Next, a description will be given for evaluation results for instances in which, in relation to marking in which a variety of types of ink including the ink 45 are used, the ink composition and UV irradiation conditions are varied. Table 1 shows results of a comparative evaluation of an instance in which 5 types of ink, each containing compositions at 5 different proportions, are irradiated with the UV light 41 at a cumulative light dose equal to or greater than 200 mJ/cm² (UV only), and an instance in which the 5 types of ink are irradiated with the UV light 41 at a cumulative light dose equal to or greater than 200 mJ/cm² and heated at 180° C. (UV+heating), in the irradiation step (steps S3 through S6 and S8 through S11) shown in FIG. 4. The comparative evaluation indicates the adhesion performance, abrasion resistance, and alcohol resistance of the ink.

———

# [SET TASKS]
a: According to the ink marking excerpt, which three properties of the ink does the comparative evaluation indicate?
b: Carry on the ink marking excerpt, starting after its last sentence.
You will not need the entries for this exercise.

Data entries
———

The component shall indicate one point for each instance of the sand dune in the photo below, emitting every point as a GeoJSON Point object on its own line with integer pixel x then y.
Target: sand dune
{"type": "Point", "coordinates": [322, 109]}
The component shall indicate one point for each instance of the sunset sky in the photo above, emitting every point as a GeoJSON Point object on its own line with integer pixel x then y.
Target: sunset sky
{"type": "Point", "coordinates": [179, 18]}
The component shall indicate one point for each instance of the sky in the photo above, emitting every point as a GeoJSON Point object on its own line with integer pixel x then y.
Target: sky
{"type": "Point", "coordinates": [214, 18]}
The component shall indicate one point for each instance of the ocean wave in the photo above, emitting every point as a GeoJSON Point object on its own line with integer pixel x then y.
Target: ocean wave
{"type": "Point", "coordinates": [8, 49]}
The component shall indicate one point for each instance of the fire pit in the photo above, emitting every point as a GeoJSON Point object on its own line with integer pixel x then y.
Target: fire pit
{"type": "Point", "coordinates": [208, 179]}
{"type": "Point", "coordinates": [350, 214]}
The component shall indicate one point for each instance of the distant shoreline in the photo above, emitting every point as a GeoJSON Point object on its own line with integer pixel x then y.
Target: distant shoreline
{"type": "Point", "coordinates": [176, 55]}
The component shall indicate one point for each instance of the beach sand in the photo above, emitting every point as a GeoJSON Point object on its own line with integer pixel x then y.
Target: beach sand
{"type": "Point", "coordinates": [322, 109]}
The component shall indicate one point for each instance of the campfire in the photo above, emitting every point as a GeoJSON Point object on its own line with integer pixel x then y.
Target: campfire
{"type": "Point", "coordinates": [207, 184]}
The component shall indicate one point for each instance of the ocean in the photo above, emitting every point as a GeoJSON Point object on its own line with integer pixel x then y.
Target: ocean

———

# [ANSWERS TO EACH TASK]
a: Adhesion performance, abrasion resistance, and alcohol resistance.

b:
	TABLE 1
					Comparative
	Test example 1-1	Test example 2-1	Test example 3-1	Test example 4-1	example 1-1
Main	NVC	5.0	100.0	15.0	20.0	3.0
composi-	VEEA	50.0	40.0	20.0	30.0	33.0
tion of test	PET3A	11.6	5.0	18.0	10.0	5.0
ink (wt %)	PEA	2.0	13.6	15.6	3.6	27.6
Ink curing	UV	UV +	UV	UV +	UV	UV +	UV	UV +	UV	UV +
	only	heating	only	heating	only	heating	only	heating	only	heating
Adhesive property	C	B	C	B	B	A	B	B	D	C
Abrasion resistance	C	B	B	A	C	A	B	A	C	C
Alcohol resistance	C	B	B	B	B	A	C	B	D	D

As shown in Table 1, five types of test ink, for test examples 1-1 through 4-1 and a comparative example 1-1, were prepared and evaluated. The N-vinyl caprolactam (NVC), which is a required polymerisable compound in the present embodiment, is contained at 5 wt % in the ink used in the test example 1-1, at 10 wt % in the ink used in the test example 2-1, at 15 wt % in the ink used in the test example 3-1, at 20 wt % in the ink used in the test example 4-1, and at 3 wt % in the ink used in the comparative example 1-1. Some of the other compositions, such as 2-(vinyloxyethoxy)ethyl acrylate (VEEA), are also shown as reference. The method for curing the inks were divided into the method involving UV only and the method involving UV+heating, and a comparative evaluation was performed on each of the methods.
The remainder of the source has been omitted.